### JOB
Copy the rows below word for word, starting at the line that contains "Where can you see the rear" and continuing through the end of the rows.

[Object pointing dataset rows]
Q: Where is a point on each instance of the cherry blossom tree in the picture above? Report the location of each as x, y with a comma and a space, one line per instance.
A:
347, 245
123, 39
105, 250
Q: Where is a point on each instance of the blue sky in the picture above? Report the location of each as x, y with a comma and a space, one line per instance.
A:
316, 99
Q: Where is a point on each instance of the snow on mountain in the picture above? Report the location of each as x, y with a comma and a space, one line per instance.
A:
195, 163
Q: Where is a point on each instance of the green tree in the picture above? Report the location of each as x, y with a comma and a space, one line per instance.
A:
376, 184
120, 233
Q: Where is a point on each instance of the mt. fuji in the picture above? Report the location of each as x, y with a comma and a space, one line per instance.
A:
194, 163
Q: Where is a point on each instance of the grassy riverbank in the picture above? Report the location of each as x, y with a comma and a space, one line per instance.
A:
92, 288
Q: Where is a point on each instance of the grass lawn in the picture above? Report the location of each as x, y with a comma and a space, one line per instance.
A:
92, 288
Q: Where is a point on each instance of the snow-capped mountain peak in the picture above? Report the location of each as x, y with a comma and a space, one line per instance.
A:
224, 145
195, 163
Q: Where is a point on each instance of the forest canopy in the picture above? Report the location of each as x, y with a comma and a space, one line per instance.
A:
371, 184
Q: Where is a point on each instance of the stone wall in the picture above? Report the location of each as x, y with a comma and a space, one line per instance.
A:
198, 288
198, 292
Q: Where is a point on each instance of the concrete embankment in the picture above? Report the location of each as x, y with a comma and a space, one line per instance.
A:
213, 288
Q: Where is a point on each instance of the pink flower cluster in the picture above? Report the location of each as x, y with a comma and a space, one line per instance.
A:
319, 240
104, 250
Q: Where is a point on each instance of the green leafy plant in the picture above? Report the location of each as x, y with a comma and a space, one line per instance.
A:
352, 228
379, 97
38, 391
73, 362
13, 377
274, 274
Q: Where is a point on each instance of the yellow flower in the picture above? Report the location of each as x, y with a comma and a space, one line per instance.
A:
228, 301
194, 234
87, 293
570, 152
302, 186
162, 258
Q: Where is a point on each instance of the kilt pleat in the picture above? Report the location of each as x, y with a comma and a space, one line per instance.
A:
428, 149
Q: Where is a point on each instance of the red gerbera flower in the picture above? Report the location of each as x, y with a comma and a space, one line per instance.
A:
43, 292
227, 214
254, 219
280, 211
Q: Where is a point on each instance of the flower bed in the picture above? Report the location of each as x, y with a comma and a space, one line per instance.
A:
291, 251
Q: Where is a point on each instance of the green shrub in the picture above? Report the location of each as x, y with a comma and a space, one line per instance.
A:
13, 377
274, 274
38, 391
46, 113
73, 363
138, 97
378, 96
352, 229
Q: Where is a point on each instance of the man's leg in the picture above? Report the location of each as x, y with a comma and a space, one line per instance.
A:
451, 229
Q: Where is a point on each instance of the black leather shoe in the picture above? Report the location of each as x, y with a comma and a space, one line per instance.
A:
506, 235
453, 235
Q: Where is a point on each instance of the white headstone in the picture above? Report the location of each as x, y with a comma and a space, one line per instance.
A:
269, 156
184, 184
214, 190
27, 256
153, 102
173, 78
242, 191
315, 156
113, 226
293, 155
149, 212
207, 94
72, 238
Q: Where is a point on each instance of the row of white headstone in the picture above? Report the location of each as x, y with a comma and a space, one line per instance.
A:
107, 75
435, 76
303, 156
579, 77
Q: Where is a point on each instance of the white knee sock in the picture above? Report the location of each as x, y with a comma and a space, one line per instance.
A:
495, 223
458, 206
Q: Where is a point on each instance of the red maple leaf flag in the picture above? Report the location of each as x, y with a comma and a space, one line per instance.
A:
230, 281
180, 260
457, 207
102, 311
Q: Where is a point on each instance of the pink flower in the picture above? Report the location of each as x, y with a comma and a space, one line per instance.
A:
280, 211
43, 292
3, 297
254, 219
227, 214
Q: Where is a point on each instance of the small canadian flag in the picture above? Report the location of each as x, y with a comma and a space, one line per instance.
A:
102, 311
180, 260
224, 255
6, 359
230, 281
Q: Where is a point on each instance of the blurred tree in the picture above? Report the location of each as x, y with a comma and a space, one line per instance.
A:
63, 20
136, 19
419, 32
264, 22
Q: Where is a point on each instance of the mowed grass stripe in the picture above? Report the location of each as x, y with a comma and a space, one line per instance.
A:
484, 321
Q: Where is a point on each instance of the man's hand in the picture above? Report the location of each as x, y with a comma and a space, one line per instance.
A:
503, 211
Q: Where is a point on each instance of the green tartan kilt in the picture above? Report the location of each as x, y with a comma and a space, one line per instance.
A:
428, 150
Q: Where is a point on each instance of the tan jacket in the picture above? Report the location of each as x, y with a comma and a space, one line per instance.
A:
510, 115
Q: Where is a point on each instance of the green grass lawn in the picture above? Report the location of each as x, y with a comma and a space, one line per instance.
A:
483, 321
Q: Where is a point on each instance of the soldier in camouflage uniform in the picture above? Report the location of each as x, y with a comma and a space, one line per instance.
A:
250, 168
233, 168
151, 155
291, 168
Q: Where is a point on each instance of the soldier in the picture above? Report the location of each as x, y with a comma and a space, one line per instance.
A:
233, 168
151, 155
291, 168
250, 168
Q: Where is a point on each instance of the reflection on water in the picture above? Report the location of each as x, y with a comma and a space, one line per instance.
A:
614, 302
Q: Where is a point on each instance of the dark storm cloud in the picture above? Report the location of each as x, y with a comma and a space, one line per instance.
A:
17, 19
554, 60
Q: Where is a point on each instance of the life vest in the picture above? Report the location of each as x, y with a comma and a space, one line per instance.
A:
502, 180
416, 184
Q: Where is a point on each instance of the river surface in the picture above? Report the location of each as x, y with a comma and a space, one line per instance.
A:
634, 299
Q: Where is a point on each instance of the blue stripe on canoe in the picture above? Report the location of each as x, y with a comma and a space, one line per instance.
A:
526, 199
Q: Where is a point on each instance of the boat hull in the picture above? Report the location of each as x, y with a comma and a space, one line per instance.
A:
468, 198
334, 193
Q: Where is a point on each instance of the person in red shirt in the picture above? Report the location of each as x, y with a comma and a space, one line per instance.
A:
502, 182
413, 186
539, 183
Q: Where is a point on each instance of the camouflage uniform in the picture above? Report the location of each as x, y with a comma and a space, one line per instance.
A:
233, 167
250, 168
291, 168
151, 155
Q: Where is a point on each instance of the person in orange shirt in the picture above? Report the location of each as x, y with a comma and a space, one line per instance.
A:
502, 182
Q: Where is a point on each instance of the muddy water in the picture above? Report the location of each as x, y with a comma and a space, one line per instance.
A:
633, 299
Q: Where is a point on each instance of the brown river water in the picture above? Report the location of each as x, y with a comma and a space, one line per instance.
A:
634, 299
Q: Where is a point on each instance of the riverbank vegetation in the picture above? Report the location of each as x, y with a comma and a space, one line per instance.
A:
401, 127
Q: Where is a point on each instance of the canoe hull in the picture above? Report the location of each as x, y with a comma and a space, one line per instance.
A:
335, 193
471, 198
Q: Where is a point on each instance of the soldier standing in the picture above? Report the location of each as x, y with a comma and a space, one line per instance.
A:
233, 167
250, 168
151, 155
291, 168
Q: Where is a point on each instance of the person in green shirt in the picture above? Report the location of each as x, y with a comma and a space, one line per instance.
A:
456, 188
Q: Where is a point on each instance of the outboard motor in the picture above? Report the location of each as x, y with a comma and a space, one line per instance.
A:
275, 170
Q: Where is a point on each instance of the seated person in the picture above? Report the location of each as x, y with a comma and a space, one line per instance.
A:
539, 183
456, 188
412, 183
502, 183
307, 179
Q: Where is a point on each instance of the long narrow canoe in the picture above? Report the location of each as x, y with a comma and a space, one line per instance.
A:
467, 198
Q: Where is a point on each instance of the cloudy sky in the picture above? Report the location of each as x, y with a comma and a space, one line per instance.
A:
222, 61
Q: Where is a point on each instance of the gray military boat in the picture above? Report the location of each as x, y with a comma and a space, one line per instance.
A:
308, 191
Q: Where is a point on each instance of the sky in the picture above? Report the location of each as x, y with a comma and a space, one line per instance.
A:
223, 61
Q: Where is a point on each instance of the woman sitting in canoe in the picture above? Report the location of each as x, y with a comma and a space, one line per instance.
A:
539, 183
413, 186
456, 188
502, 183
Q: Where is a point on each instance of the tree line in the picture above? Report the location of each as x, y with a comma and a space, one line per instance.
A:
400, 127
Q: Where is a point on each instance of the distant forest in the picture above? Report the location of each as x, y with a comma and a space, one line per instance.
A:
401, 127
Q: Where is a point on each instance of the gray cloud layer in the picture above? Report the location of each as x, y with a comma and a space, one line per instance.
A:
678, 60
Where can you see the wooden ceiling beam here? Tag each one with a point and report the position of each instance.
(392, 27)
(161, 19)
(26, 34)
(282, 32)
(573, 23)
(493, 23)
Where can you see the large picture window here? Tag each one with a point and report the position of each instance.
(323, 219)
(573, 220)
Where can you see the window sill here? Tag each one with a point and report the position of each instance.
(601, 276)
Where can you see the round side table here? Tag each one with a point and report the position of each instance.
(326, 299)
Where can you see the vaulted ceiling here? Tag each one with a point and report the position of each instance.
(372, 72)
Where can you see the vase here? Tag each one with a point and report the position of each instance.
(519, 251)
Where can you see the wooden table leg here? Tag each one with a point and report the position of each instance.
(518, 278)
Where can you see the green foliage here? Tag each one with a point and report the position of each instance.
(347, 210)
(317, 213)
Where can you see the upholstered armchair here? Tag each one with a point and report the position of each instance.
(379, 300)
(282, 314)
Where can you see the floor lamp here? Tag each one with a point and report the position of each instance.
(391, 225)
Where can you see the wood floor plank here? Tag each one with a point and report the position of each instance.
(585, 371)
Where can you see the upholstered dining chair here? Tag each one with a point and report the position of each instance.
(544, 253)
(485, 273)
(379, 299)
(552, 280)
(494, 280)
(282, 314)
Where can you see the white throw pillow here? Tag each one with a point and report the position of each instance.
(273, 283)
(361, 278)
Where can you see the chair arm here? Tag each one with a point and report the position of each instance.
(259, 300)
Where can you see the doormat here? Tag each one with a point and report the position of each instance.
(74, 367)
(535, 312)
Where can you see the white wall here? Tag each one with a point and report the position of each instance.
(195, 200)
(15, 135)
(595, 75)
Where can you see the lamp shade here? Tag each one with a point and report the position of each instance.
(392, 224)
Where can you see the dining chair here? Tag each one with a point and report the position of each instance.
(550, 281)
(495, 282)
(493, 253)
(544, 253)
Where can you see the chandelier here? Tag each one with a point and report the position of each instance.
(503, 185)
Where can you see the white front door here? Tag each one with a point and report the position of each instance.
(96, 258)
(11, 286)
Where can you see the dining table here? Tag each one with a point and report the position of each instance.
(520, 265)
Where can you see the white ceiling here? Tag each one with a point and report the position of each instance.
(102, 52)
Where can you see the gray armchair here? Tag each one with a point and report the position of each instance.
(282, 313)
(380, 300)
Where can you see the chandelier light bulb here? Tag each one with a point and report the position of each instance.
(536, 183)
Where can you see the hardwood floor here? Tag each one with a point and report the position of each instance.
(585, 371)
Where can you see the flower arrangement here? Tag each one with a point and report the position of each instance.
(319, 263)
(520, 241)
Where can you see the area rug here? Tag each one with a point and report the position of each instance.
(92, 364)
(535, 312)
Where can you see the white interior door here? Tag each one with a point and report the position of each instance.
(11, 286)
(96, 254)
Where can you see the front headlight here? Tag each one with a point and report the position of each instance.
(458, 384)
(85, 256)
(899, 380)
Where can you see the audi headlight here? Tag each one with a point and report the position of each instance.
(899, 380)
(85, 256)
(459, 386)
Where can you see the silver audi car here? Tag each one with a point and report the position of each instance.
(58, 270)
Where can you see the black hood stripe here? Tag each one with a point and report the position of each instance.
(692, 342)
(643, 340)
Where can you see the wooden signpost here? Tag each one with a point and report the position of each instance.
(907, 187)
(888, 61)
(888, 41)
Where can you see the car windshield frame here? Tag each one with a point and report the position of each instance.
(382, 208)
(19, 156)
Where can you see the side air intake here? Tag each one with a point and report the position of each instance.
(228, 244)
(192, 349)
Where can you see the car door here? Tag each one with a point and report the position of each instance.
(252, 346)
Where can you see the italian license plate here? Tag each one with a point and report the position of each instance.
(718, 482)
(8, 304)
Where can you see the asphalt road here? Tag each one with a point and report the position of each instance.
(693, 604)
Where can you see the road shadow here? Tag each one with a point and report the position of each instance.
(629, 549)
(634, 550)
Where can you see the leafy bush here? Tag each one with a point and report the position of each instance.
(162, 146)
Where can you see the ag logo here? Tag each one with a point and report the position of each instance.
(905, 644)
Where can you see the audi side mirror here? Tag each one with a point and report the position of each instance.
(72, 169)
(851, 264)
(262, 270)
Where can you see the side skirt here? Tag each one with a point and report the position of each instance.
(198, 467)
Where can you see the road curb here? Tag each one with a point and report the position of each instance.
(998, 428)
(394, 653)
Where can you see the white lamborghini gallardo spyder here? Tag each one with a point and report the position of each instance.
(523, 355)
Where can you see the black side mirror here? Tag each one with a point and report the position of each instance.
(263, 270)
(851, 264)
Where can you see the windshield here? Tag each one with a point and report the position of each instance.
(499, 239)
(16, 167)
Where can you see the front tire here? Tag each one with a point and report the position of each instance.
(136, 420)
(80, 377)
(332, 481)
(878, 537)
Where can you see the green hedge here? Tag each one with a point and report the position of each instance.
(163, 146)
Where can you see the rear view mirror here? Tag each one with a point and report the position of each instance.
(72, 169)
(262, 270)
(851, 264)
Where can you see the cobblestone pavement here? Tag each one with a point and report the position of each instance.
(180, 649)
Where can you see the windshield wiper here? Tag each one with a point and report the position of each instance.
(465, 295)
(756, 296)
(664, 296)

### RESULT
Where can you see the rear view mirror here? Tag each one with a point and report the position of each instance.
(72, 169)
(262, 270)
(851, 264)
Where can you see the cobblestone pavement here? Tag each one with a point and report the position of each instance.
(180, 649)
Where can you see the windshield wiper here? Tag each one with a point and report the position of each instance.
(465, 295)
(756, 296)
(664, 296)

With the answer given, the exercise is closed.